The task
Reproduce the records exactly, but not the pictures.

Data records
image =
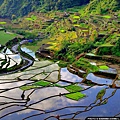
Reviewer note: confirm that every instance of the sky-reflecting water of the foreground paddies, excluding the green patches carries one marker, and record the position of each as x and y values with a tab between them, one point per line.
49	102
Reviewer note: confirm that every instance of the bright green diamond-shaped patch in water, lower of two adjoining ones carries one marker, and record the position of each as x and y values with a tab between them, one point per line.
75	96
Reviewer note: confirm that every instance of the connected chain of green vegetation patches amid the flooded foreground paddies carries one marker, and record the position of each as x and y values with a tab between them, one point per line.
74	90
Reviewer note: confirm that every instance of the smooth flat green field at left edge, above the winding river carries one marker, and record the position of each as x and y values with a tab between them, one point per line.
5	37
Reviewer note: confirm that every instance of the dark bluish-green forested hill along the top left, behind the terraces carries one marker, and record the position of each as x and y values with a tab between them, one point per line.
23	7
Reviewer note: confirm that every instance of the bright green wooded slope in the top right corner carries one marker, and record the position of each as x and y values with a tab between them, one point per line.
101	7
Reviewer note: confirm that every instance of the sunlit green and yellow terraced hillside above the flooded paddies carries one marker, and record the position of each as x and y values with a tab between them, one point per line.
82	29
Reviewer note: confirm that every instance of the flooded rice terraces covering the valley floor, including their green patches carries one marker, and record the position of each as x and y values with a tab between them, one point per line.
47	91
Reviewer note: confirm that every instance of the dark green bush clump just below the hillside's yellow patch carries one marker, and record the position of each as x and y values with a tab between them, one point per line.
69	51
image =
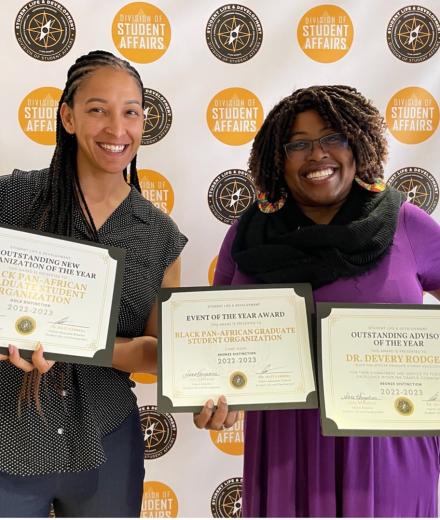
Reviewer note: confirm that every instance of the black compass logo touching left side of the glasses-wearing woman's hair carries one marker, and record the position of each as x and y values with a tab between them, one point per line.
230	194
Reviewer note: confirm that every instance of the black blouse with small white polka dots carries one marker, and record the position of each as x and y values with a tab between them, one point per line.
82	403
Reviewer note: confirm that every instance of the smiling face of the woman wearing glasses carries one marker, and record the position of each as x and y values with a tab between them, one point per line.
318	180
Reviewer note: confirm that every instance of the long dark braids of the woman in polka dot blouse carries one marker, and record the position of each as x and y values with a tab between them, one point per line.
52	209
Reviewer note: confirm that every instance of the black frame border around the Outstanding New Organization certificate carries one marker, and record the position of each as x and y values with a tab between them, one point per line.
102	357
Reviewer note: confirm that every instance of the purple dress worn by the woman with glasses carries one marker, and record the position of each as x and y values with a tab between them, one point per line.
290	469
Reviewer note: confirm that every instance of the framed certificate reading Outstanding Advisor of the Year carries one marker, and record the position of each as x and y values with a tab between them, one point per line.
379	369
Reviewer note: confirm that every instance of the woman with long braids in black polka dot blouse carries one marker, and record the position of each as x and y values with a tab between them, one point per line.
76	440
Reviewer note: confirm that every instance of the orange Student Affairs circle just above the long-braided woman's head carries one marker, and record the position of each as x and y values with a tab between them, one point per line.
141	32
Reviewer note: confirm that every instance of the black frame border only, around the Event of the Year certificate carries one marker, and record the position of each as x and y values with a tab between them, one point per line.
164	403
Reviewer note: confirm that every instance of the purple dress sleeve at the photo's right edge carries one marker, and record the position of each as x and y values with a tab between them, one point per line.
424	236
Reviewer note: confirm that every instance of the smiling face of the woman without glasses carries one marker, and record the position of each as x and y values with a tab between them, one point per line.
107	121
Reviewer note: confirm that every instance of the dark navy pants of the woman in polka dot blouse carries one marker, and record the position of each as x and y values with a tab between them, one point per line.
114	489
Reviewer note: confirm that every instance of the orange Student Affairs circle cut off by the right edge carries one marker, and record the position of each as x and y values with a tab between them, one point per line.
412	115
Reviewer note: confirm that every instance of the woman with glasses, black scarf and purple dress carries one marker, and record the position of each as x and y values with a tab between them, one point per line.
324	216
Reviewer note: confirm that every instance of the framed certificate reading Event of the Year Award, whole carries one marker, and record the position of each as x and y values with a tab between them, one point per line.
250	343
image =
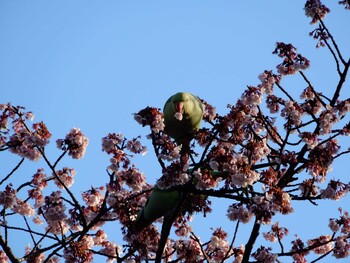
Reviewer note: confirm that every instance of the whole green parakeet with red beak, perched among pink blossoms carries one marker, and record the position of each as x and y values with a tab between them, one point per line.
183	113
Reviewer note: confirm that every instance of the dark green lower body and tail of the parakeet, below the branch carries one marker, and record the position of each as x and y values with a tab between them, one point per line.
160	203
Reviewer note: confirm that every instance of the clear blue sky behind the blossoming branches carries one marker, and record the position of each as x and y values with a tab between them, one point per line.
91	64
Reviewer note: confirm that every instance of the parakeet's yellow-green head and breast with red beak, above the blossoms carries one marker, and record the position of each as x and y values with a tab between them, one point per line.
183	113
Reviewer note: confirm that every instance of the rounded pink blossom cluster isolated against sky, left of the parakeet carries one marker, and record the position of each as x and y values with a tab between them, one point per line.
75	143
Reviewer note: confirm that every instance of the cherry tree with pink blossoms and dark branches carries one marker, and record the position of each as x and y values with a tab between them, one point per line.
268	151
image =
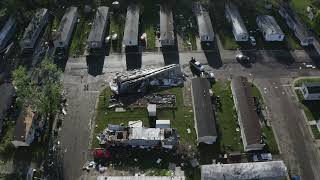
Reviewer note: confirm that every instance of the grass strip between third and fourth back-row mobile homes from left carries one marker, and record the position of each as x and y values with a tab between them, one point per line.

Task answer
image =
Reviewer note: confirm that every instance of the sky-reflecting water of the foreground paddies, excluding the green patches carries one marker, and record the position of each as x and y values with a tab between them, one point per line.
49	102
Reviewer note: confirm that every instance of the bright green diamond-shaped patch in water, lower of two adjoining ones carries one marker, and record the position of each as x and y values with a tab between them, one point per line.
75	96
Reviewer note: confirm that every instance of the connected chain of green vegetation patches amid the flooded foreground paddies carries one marker, and record the position of each as x and y values with a tab between them, one point per line.
74	90
Reviewer note: confirm that every instance of the smooth flat green field at left edge, above the winding river carries one marker, and record the position of each as x and y values with a tab between them, one point per line.
5	37
Reviewer note: confirm that every instance of the dark bluish-green forested hill along the top left, behind the terraces carries one marker, and record the position of each as x and y values with a tab between them, one point per line.
23	7
Reviewer note: confirm that every instance of the bright green wooded slope in the top right corner carries one marker, and record the position of each as x and y values with a tab between them, one point per line.
101	7
Reviewer note: confirm that every instance of the sunlit green and yellow terraced hillside above the flooded paddies carries one marker, and record the position of each as x and y values with a tab between them, one point per line.
82	29
Reviewer note: confirm that every instance of the flooded rice terraces covering the valley floor, including their green patches carries one marker, and record the position of each as x and y values with a tab between them, one point per line.
47	91
Reviewer note: confirm that every instance of the dark green bush clump just below the hillside's yellow patch carries one marker, and record the position of each as x and y values with a tab between them, one point per line.
69	51
image =
Reviewer note: confirm that every instance of the black compass logo touching left side of the glasses-wearing woman's hair carries one marker, and record the position of each as x and y values with a tab between them, one point per line.
230	194
Reviewer note: confirm that every instance of the black blouse with small white polka dots carries one marker, and record the position of each as x and y values with a tab between them, one point per line.
82	403
Reviewer note: confirm that every instance of the smiling face of the woman wearing glasses carries one marker, and record the position of each as x and y values with a tab between them, one point per line.
318	180
Reviewer note: confirm that every instance of the long dark braids of the woman in polka dot blouse carries one marker, and record the position of each as x and y values with a tab between them, one point per line.
52	209
Reviewer note: confirm that every instance of the black frame border around the Outstanding New Organization certificate carries one marker, and record the position of each as x and y values with a tab between them, one point per line.
102	357
Reviewer note: confirm that every instance of the purple dress worn by the woman with glasses carries one marker, and record the position of each as x and y values with a tab between them, one point per line.
290	469
Reviewer note: confirm that every instance of the framed certificate reading Outstanding Advisor of the Year carries one marker, and record the position of each as x and y values with a tab between them, one point per line.
379	369
Reviewer note: confirm that every instance of the woman with long braids in black polka dot blouse carries one marker, and record the position of each as x and y values with a tab between them, one point per line.
76	440
Reviewer note: confirm that every instance of the orange Student Affairs circle just above the long-braided woman's head carries one marker, and record the position of each as x and y values with a tab between them, one point per line.
141	32
Reviewer note: confirm that every instance of the black frame border only, around the Event of the Year certificate carries one marker, and record the position of each as x and y values with a tab between them, one point per line.
164	403
Reviewer note: confirm that every instance of the purple dress sleeve at the photo's right edge carries one marker, and record the position of each as x and y values with a tab between them, one point per line.
424	236
Reviewer note: confirm that every instance of the smiling face of the woman without glasses carries one marker, and record the position of each as x and y values with a tab between them, one point per line.
107	121
Reviewer note: confirm that every instance of the dark navy pants of the woman in polka dot blouse carries one marker, and record the position of each as x and y values with a tab between them, one point per line.
114	489
Reviewer note: confirm that every instance of the orange Student Affairs circle cut off by the right edge carries one marker, and record the position of each as x and y values with a tab between them, one point per line.
412	115
Reviewer note: confirm that every instance of the woman with glasses, black scarf and purple dress carries one marker, and record the position of each as x and y values with a tab between them, one point per line.
324	216
Reviewer note: confirm that every instance of the framed certificate reading Event of the Year Award, whole carries one marker, and record the position of each as x and y values with a tab between them, one point per line.
250	343
image =
Reviewer note: confirm that every instance of the whole green parakeet with red beak, perched among pink blossoms carries one marker, and record the position of each as x and y values with a tab between them, one point per line.
183	113
Reviewer note: confirm that every instance of the dark green lower body and tail of the parakeet, below the branch carries one marker, and record the position of each as x and y values with a tab between them, one point per line.
160	203
Reviewer note: confirm that every instance of the clear blue sky behind the blossoming branches carries one marker, and record the position of each as x and y values with a tab between them, one point per line.
91	64
Reviewer note: confirm that every instance of the parakeet's yellow-green head and breast with red beak, above the blossoms carries one marker, and record the position of each as x and y values with a tab between them, one point per line.
183	113
Reviewer note: confirm that every instance of the rounded pink blossom cluster isolated against sky, left of the parakeet carries one marker, and record the position of each as x and y values with a tab between them, one point per line.
75	143
Reviewer note: confirm that every instance of the cherry tree with pink blossoms and dark branches carries one marker, and record the position of each as x and y values with a tab between them, one point per line.
268	151
image =
Reviewer note: confirm that every instance of the grass strip between third and fourth back-row mobile homes from left carries one marker, and record the position of each as x and y values with a tab between them, one point per line.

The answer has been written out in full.